— Written request 1 —
In the listing below, render the lines from the one containing "Target: rocky hillside" through the one containing "[[[159,63],[98,52],[0,41],[0,126],[94,115]]]" as a JSON list of strings, one string per line, leaving out blank lines.

London - Gold steadied near $1,290 an ounce on Tuesday after falling for three straight days, as a retreat in the dollar took some pressure off the metal, though continued outflows from physical gold funds curbed potential for gains.
Prices on Monday fell to their lowest since early April at $1,281.40 an ounce, after peaking above $1,330 a week before on concerns that the stand-off between the West and Russia over Ukraine could escalate.
Spot gold was at $1,290.40 an ounce at 11:46 SA time, little changed from $1,289.54 late on Monday.
US gold futures for June delivery were up $2.10 an ounce at $1,290.60.
“Gold continues to suffer from small-scale profit taking on the back of the early April price rebound,” VTB Capital analyst Andrey Kryuchenkov said.
“It should consolidate above early April lows, with decent support around 1278-80.”
Investors are awaiting the next round of economic data at the start of May before taking up positions once again, he added.
“The physical side will remain quiet for now, with all attention on the dollar,” he said.
The dollar drifted down 0.1 percent against a basket of currencies in early trade, surrendering gains that earlier took it to a three-week high.
A softer dollar tends to benefit gold, which is priced in the currency.
On the investment side of the market, the SPDR Gold Trust, the world's largest gold-backed exchange-traded fund, reported another drop in holdings on Monday, of 3 tonnes to 792.14 tonnes.
Last week alone, outflows from the fund totalled 9.3 tonnes, erasing all the gains made in the year.
Traders said persistent outflows from the top ETF could affect market sentiment and make any gains difficult to hold.

— Written request 2 —
Summarize the gold market report above in two sentences.

— Exercise inputs —
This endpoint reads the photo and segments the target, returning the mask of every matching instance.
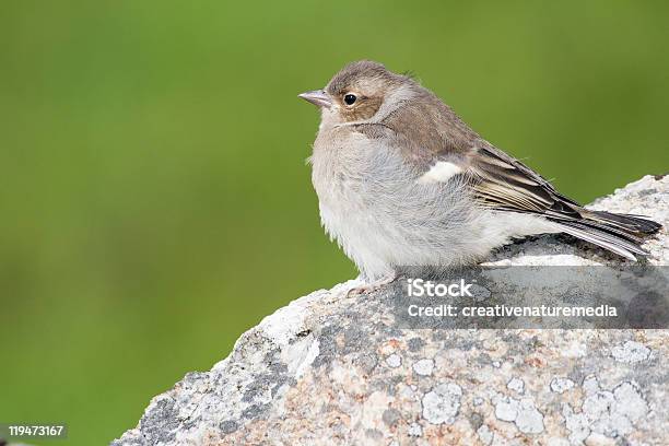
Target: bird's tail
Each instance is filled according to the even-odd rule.
[[[561,230],[574,237],[601,246],[630,260],[635,254],[647,256],[641,246],[643,236],[654,234],[661,224],[638,215],[614,214],[605,211],[579,210],[583,219],[562,220]]]

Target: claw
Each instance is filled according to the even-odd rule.
[[[367,283],[366,285],[361,285],[361,286],[352,287],[347,293],[347,297],[353,297],[353,296],[357,296],[357,295],[361,295],[361,294],[368,294],[368,293],[372,293],[374,291],[378,291],[382,287],[384,287],[385,285],[395,282],[396,279],[397,279],[397,273],[394,272],[391,274],[388,274],[388,275],[377,280],[376,282]]]

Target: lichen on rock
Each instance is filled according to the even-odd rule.
[[[669,223],[669,177],[646,176],[594,209]],[[497,265],[615,265],[545,235]],[[567,240],[568,242],[568,240]],[[645,248],[669,265],[662,228]],[[669,444],[668,330],[398,329],[392,289],[357,281],[298,298],[230,356],[155,397],[114,446]]]

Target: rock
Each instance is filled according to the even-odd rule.
[[[669,177],[592,209],[669,223]],[[567,243],[564,243],[567,242]],[[667,231],[649,239],[669,265]],[[497,265],[615,265],[564,236],[500,249]],[[316,291],[244,333],[230,356],[155,397],[114,446],[669,444],[669,330],[410,330],[391,289]]]

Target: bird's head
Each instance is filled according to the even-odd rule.
[[[324,124],[374,120],[382,107],[402,101],[402,91],[414,82],[407,75],[388,71],[378,62],[361,60],[345,66],[325,89],[302,93],[300,97],[319,107]]]

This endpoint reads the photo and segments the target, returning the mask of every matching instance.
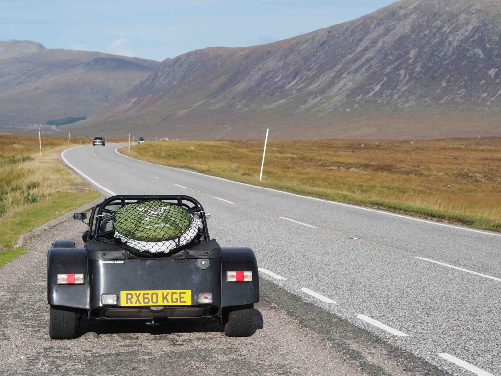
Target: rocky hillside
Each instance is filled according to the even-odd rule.
[[[501,135],[500,34],[498,0],[403,0],[274,43],[168,59],[84,125],[192,138],[269,126],[279,138]]]
[[[159,63],[98,52],[0,41],[0,126],[94,115]]]

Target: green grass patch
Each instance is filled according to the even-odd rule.
[[[27,249],[10,248],[0,252],[0,268],[2,268],[8,262],[11,262],[20,255],[24,253]]]
[[[91,190],[85,192],[59,192],[44,201],[35,203],[3,219],[0,246],[15,245],[19,237],[49,221],[76,209],[100,196]]]

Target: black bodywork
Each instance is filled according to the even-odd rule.
[[[140,252],[119,244],[112,223],[116,211],[139,201],[161,200],[184,207],[199,218],[195,239],[180,249],[160,255]],[[84,233],[84,245],[55,242],[47,260],[48,299],[51,307],[80,310],[88,319],[142,320],[155,323],[175,317],[220,318],[225,307],[259,301],[256,256],[245,248],[221,248],[209,236],[201,205],[185,196],[118,196],[95,207]],[[227,271],[250,271],[249,282],[227,282]],[[58,285],[58,274],[81,273],[81,285]],[[191,304],[181,306],[152,304],[124,306],[121,291],[189,290]],[[198,293],[212,293],[210,303],[197,302]],[[103,305],[101,295],[118,295],[116,305]],[[231,309],[231,308],[229,308]]]

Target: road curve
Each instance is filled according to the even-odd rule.
[[[501,234],[159,166],[116,147],[62,156],[108,196],[195,197],[211,236],[253,248],[261,276],[284,290],[454,374],[501,376]]]

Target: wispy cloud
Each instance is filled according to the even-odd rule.
[[[110,42],[107,48],[110,54],[133,58],[136,55],[132,50],[132,44],[130,40],[127,38],[119,38]]]

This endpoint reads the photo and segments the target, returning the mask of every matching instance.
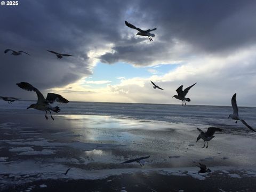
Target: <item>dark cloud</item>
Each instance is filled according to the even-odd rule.
[[[2,6],[0,89],[15,96],[20,81],[42,90],[74,82],[92,74],[95,58],[90,51],[110,44],[113,51],[100,57],[102,62],[142,66],[255,44],[255,5],[253,1],[31,0]],[[157,27],[154,41],[135,37],[124,20],[142,29]],[[177,49],[177,41],[193,51]],[[31,57],[5,54],[5,49]],[[75,57],[58,60],[46,50]]]

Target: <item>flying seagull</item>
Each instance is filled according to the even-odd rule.
[[[9,51],[12,51],[12,53],[11,54],[12,54],[13,55],[19,55],[20,54],[22,54],[22,53],[26,53],[26,54],[30,55],[29,54],[25,52],[25,51],[13,51],[13,50],[12,50],[11,49],[7,49],[7,50],[5,50],[5,51],[4,51],[4,53],[6,53]]]
[[[45,99],[43,94],[37,89],[28,83],[20,82],[20,83],[17,83],[16,84],[19,87],[25,90],[29,91],[33,91],[36,93],[36,94],[37,95],[37,102],[36,103],[31,104],[27,108],[27,109],[29,108],[34,108],[37,110],[45,111],[45,118],[46,120],[48,119],[48,117],[47,116],[47,111],[50,112],[50,114],[51,114],[51,117],[53,120],[54,120],[54,119],[52,116],[51,110],[52,110],[55,113],[58,113],[60,111],[60,109],[59,106],[53,107],[50,105],[50,103],[53,103],[55,101],[63,103],[67,103],[69,102],[61,95],[51,93],[49,93],[47,94],[46,99]]]
[[[206,167],[206,165],[204,165],[202,163],[198,163],[199,165],[196,165],[196,166],[200,168],[200,170],[198,171],[198,174],[199,173],[206,173],[212,171],[210,169]]]
[[[195,83],[194,84],[193,84],[192,85],[189,86],[188,87],[187,87],[186,88],[184,91],[182,91],[182,89],[183,89],[183,85],[181,85],[179,87],[179,88],[178,88],[177,90],[176,90],[176,91],[178,93],[178,95],[175,95],[173,97],[173,98],[175,97],[176,99],[179,99],[181,101],[182,101],[182,106],[183,105],[183,101],[184,101],[185,103],[185,105],[186,105],[186,101],[190,101],[190,99],[189,98],[185,98],[185,96],[187,94],[187,93],[188,93],[188,91],[190,89],[191,87],[192,87],[194,85],[195,85],[195,84],[196,84]]]
[[[213,136],[216,131],[221,131],[222,130],[220,128],[210,127],[208,127],[207,131],[204,132],[199,128],[197,128],[197,130],[200,132],[197,138],[196,138],[196,142],[198,141],[200,139],[203,139],[204,141],[204,145],[203,148],[205,146],[205,141],[206,141],[206,148],[208,148],[208,141],[211,141],[215,136]]]
[[[156,27],[153,29],[148,29],[146,30],[142,30],[140,29],[139,28],[135,27],[133,25],[129,23],[128,22],[126,21],[124,21],[125,22],[125,25],[129,27],[132,29],[134,29],[136,30],[138,30],[139,32],[138,32],[136,35],[141,35],[141,36],[148,36],[148,38],[149,39],[149,41],[153,41],[152,39],[152,38],[151,37],[155,37],[155,34],[150,33],[149,32],[156,30]]]
[[[63,175],[67,175],[67,174],[68,173],[68,171],[69,171],[69,170],[70,170],[70,169],[71,169],[71,168],[69,168],[69,169],[68,169],[67,170],[67,171],[66,171],[66,172],[65,172],[65,173],[62,173],[62,174],[63,174]]]
[[[144,165],[144,164],[145,163],[145,162],[143,159],[149,158],[150,156],[149,155],[146,157],[141,157],[137,158],[134,159],[128,160],[128,161],[125,161],[124,162],[121,163],[121,164],[130,163],[135,162],[139,163],[140,164],[140,165],[142,166]]]
[[[237,121],[240,120],[240,121],[243,123],[246,126],[249,128],[252,131],[256,132],[251,126],[248,125],[244,120],[243,120],[240,118],[238,116],[238,108],[237,107],[237,105],[236,104],[236,93],[235,93],[232,97],[231,99],[231,104],[232,105],[232,107],[233,108],[233,114],[229,115],[228,118],[231,118],[232,119],[236,120],[236,123],[237,123]]]
[[[151,81],[150,81],[151,83],[153,84],[154,86],[153,86],[153,88],[154,89],[161,89],[162,90],[164,90],[164,89],[162,89],[161,87],[160,87],[158,85],[156,85],[155,83],[154,83],[153,82],[152,82]]]
[[[74,56],[74,55],[69,55],[68,54],[59,53],[55,52],[55,51],[50,51],[50,50],[46,50],[46,51],[49,51],[51,53],[55,54],[56,55],[56,56],[57,56],[58,59],[61,59],[63,57],[62,56],[67,56],[67,57]]]
[[[0,96],[0,99],[2,99],[4,101],[8,101],[8,103],[11,104],[12,102],[14,102],[15,100],[20,99],[15,98],[10,98],[8,97],[1,97]]]

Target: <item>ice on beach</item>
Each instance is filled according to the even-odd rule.
[[[44,188],[44,187],[46,187],[47,185],[46,185],[45,184],[42,184],[42,185],[40,185],[39,187],[40,187],[41,188]]]
[[[42,151],[28,151],[19,153],[19,155],[53,155],[55,154],[55,150],[43,149]]]
[[[33,148],[30,147],[11,147],[9,149],[9,151],[10,152],[24,152],[33,150]]]

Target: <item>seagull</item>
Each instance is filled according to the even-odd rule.
[[[232,119],[236,120],[236,123],[237,123],[237,121],[240,120],[240,121],[243,123],[246,126],[249,128],[252,131],[256,132],[251,126],[248,125],[246,122],[243,119],[240,118],[238,116],[238,108],[237,107],[237,105],[236,104],[236,93],[235,93],[232,97],[231,99],[231,104],[232,105],[232,107],[233,108],[233,114],[229,115],[228,118],[231,118]]]
[[[12,53],[11,54],[12,54],[13,55],[19,55],[20,54],[22,54],[22,53],[26,53],[26,54],[30,55],[29,54],[25,52],[25,51],[13,51],[13,50],[12,50],[11,49],[7,49],[7,50],[5,50],[5,51],[4,51],[4,53],[6,53],[9,51],[12,51]]]
[[[186,105],[186,101],[190,101],[190,99],[189,98],[185,98],[185,96],[187,94],[187,93],[188,93],[188,91],[190,89],[191,87],[192,87],[194,85],[195,85],[195,84],[196,84],[195,83],[194,84],[193,84],[192,85],[191,85],[190,86],[189,86],[188,87],[187,87],[186,88],[184,91],[182,91],[182,89],[183,89],[183,85],[181,85],[179,87],[179,88],[178,88],[177,90],[176,90],[176,91],[178,93],[178,95],[174,95],[173,97],[173,98],[175,97],[176,99],[179,99],[181,101],[182,101],[182,106],[183,105],[183,101],[184,101],[185,103],[185,105]]]
[[[68,173],[68,171],[69,171],[69,170],[70,170],[70,169],[71,169],[71,168],[69,168],[69,169],[67,169],[67,171],[66,171],[66,172],[65,172],[65,173],[62,173],[62,174],[63,174],[63,175],[67,175],[67,174]]]
[[[141,35],[141,36],[148,36],[148,38],[149,39],[149,41],[153,41],[152,39],[152,38],[151,37],[155,37],[155,34],[150,33],[149,32],[156,30],[156,27],[153,29],[148,29],[146,30],[142,30],[138,27],[135,27],[133,25],[129,23],[128,22],[126,21],[124,21],[125,22],[125,25],[129,27],[132,29],[134,29],[136,30],[138,30],[139,31],[136,35]]]
[[[205,146],[205,141],[206,141],[206,148],[208,148],[208,141],[211,141],[215,136],[213,136],[216,131],[221,131],[222,130],[220,128],[210,127],[208,127],[207,131],[204,132],[199,128],[197,128],[201,133],[199,134],[197,138],[196,138],[196,142],[198,141],[200,139],[203,139],[204,141],[204,145],[203,148]]]
[[[35,91],[37,95],[37,102],[36,103],[31,104],[29,107],[28,107],[27,109],[29,108],[34,108],[37,110],[44,110],[45,111],[45,118],[48,119],[48,117],[47,116],[47,111],[49,111],[51,114],[51,117],[53,120],[54,120],[53,117],[52,116],[52,113],[51,110],[54,111],[55,113],[60,112],[60,109],[59,106],[53,107],[50,103],[52,103],[55,101],[58,102],[59,103],[67,103],[69,101],[63,98],[61,95],[49,93],[47,94],[46,99],[45,99],[41,92],[36,87],[34,87],[28,83],[26,82],[20,82],[20,83],[16,84],[19,87],[27,91]]]
[[[20,99],[15,98],[10,98],[8,97],[1,97],[0,96],[0,99],[2,99],[4,101],[8,101],[8,103],[11,104],[12,102],[14,102],[15,100]]]
[[[68,56],[68,57],[74,56],[74,55],[69,55],[69,54],[68,54],[59,53],[55,52],[55,51],[50,51],[50,50],[46,50],[46,51],[49,51],[51,53],[55,54],[56,55],[56,56],[57,56],[58,59],[61,59],[63,57],[62,56]]]
[[[162,89],[161,87],[160,87],[158,85],[156,85],[155,83],[154,83],[153,82],[152,82],[152,81],[151,81],[151,83],[153,84],[154,86],[153,86],[153,88],[154,89],[161,89],[162,90],[164,90],[164,89]]]
[[[200,167],[200,170],[198,171],[198,174],[199,173],[206,173],[212,171],[210,169],[206,167],[206,165],[204,165],[202,163],[198,163],[199,165],[196,165],[198,167]]]
[[[145,163],[145,161],[143,159],[149,158],[150,156],[149,155],[146,157],[141,157],[137,158],[134,159],[128,160],[128,161],[125,161],[124,162],[121,163],[121,164],[129,163],[136,162],[137,163],[139,163],[140,166],[142,166],[144,165]]]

— Complete output 1 —
[
  "Target: rocky hillside",
  "Each instance is filled according to the even-odd rule.",
  "[[[501,135],[500,34],[498,0],[403,0],[274,43],[168,59],[84,125],[192,138],[269,126],[279,138]]]",
  "[[[159,63],[98,52],[0,41],[0,126],[94,115]]]"
]

— Complete output 2 —
Gold steadied near $1,290 an ounce on Tuesday after falling for three straight days, as a retreat in the dollar eased pressure on the metal, though continued outflows from physical gold funds curbed potential gains. The SPDR Gold Trust, the world's largest gold-backed exchange-traded fund, reported another drop in holdings, and traders said persistent outflows from it could affect sentiment and make any gains difficult to hold.